(Records of labeled points)

>> BEGIN

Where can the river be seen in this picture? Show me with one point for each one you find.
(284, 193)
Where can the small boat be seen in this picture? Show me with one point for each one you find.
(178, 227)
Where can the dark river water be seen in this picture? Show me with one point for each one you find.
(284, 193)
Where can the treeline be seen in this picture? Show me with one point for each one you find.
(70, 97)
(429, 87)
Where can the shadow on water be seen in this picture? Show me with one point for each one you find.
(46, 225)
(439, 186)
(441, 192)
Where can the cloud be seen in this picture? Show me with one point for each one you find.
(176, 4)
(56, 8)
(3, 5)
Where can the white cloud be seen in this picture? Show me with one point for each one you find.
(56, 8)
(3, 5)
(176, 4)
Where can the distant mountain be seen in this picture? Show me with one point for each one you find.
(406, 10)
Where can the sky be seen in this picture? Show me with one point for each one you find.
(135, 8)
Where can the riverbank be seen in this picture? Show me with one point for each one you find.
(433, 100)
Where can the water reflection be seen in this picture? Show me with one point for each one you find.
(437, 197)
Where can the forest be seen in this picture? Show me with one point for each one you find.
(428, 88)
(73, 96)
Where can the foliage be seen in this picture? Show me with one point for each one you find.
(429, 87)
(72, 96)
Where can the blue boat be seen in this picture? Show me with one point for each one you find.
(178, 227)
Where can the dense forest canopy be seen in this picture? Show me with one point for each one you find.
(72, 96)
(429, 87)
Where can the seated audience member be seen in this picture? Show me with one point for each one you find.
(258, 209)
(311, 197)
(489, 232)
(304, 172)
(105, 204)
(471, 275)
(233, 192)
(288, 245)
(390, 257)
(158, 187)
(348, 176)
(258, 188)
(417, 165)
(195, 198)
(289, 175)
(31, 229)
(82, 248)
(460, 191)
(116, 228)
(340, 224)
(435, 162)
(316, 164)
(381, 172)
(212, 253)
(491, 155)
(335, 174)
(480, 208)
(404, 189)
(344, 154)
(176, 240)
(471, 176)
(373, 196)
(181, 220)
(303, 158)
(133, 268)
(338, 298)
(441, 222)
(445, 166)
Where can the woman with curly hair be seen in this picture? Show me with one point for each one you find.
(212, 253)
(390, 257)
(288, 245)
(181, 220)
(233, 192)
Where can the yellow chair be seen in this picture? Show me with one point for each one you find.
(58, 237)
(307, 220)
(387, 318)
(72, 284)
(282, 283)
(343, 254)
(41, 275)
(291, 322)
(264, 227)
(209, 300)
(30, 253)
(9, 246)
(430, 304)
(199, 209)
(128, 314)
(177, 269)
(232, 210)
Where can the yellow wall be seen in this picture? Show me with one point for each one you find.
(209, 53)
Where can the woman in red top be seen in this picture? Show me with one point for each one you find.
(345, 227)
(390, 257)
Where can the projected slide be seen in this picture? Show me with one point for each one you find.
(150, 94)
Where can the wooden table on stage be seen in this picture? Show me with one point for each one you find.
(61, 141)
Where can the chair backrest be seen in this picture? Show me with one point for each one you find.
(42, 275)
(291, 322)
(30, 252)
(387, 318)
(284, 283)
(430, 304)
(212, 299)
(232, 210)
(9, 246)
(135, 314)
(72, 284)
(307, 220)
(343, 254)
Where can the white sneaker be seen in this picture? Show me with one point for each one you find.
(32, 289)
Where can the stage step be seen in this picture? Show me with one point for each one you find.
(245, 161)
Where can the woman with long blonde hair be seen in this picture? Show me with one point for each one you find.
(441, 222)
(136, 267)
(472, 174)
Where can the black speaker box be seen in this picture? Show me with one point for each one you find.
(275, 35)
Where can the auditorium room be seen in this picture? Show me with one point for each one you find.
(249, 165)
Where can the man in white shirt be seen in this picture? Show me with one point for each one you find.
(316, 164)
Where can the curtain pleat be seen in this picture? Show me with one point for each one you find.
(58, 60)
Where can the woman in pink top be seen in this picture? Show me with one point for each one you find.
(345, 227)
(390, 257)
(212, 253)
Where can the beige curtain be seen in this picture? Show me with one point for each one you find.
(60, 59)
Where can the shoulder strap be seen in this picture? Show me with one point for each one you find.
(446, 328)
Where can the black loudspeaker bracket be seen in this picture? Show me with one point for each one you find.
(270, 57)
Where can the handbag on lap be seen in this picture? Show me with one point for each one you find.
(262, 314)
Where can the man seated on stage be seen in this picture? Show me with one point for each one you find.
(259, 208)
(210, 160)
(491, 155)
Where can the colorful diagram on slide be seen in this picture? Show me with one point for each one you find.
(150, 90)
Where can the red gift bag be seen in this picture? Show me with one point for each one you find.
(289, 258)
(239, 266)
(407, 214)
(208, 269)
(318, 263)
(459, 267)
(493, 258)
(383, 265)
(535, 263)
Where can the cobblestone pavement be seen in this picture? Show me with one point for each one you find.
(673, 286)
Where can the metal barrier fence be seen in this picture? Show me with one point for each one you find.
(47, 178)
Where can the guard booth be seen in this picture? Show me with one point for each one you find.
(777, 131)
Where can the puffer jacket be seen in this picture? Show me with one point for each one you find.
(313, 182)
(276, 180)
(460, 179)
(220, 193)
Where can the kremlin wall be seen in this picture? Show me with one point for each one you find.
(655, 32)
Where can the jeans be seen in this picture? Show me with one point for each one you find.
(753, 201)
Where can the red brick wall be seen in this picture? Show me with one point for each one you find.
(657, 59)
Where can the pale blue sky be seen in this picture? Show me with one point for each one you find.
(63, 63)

>> END

Recast the stretch from the line containing "Where can the handbag" through the end of the lines as a two-column CSV with the headers text and answer. Give one row for each line together with its answer, and put each value in a quoted field with any line breaks changed to spaces.

text,answer
"Where can the handbag on lap be seen in this picture? Show me with one point for each one you find.","(262, 314)"
"Where can the man seated on stage be seen in this picture? Show me with one point for each one you find.","(259, 208) (210, 160) (491, 155)"
"Where can the colorful diagram on slide be seen in this picture? Show me with one point for each one you find.","(150, 90)"
"Where can the red gift bag be seen in this picture? Show me with one point for each one you find.","(289, 258) (239, 266) (407, 214) (208, 269) (318, 263) (459, 267) (493, 258) (383, 265) (535, 263)"
"Where can the cobblestone pavement be seen in this picture? Show me with one point for each one you find.","(673, 286)"
"Where can the metal barrier fence be seen in this picture? Show me with one point for each one you find.","(47, 178)"
"Where can the guard booth be seen in this picture? Show me with one point for each one you find.","(777, 131)"
"Where can the puffer jacket be seen in this picture? Show me with one point for each one you find.","(313, 182) (276, 180) (460, 179) (220, 193)"
"Where can the kremlin wall be seen in this picture? Show me with one point for each one you find.","(655, 32)"
"Where can the jeans be seen in this picture? Show me with one point for each one you find.","(753, 201)"
"Where can the red brick wall be seen in this picture? Show me with one point for each one you find.","(657, 59)"
"Where can the pale blue sky be seen in this picture? Show me with one point for each one you find.","(63, 63)"